» **What is asked**
Rewrite the lines from the one holding "[tag] sandy beach (a point for each instance)" through the last line, inclusive, putting "pixel coordinates" wherever "pixel values" appears and leaving everything else as it is. Give back only those lines.

.....

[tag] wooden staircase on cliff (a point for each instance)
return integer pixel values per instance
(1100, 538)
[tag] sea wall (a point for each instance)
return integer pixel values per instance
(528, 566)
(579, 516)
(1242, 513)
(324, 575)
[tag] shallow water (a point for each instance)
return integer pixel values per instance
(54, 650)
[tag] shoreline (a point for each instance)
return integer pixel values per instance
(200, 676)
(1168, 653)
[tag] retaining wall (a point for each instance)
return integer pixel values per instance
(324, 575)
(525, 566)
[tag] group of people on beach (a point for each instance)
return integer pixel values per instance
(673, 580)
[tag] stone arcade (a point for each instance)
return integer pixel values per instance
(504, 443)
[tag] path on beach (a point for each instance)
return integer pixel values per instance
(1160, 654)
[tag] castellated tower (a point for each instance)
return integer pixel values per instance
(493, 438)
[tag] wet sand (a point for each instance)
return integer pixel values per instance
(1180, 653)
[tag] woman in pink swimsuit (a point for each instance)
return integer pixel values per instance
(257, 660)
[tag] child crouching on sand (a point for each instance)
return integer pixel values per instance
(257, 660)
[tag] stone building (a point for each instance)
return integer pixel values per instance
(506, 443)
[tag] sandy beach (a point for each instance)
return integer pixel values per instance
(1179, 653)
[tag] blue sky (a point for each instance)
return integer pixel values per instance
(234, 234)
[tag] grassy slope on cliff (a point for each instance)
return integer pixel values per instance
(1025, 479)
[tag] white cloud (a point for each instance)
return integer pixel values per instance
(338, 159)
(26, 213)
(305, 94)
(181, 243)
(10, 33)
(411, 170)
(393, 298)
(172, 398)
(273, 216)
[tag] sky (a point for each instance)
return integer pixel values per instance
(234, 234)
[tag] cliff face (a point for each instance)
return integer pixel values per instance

.....

» **Result of this exercise**
[tag] sandy beach (a point for each instance)
return integer pixel coordinates per instance
(1179, 653)
[tag] blue sky (a point for each instance)
return integer pixel coordinates per instance
(234, 234)
[tag] grassy slope on cliff (a point for each instance)
return integer pixel coordinates per instance
(1025, 479)
[tag] white cloud (a point for each instance)
return integer pixel coordinates per instance
(338, 159)
(26, 213)
(305, 94)
(181, 243)
(10, 33)
(411, 170)
(393, 298)
(172, 398)
(273, 216)
[tag] sky (a point for each instance)
return integer pixel coordinates per instance
(234, 234)
[tag] cliff face (a point for each instance)
return integer pixel coordinates per instance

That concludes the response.